§ TASK BRIEF: Reproduce the listing below character for character; drop every image.

Begin DATA RECORDS

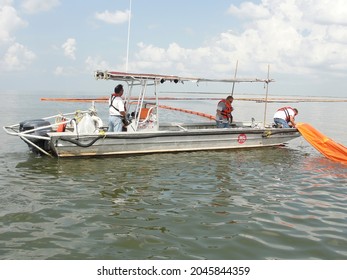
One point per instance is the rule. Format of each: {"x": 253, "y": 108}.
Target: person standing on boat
{"x": 224, "y": 109}
{"x": 116, "y": 110}
{"x": 285, "y": 117}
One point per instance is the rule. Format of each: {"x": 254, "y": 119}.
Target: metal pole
{"x": 232, "y": 90}
{"x": 128, "y": 41}
{"x": 267, "y": 92}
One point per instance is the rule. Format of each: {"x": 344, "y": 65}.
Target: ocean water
{"x": 285, "y": 202}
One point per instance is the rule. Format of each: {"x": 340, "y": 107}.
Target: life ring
{"x": 61, "y": 127}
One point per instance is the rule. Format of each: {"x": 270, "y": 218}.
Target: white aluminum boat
{"x": 83, "y": 133}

End DATA RECORDS

§ RESULT OF THIS EXERCISE:
One point per instance is the rule. Format of each: {"x": 253, "y": 108}.
Target: person standing on boat
{"x": 224, "y": 109}
{"x": 116, "y": 110}
{"x": 285, "y": 117}
One point per instance is the rule. Format of each: {"x": 254, "y": 119}.
Target: metal pole
{"x": 232, "y": 90}
{"x": 128, "y": 41}
{"x": 267, "y": 92}
One point per instance is the rule. Format of each: {"x": 344, "y": 65}.
Target: ocean water
{"x": 285, "y": 202}
One point per instance is the rule. Format of each: {"x": 340, "y": 107}.
Target: life ring
{"x": 61, "y": 127}
One point per instance is the rule. Format of each: {"x": 270, "y": 218}.
Target: white aluminum boat
{"x": 83, "y": 133}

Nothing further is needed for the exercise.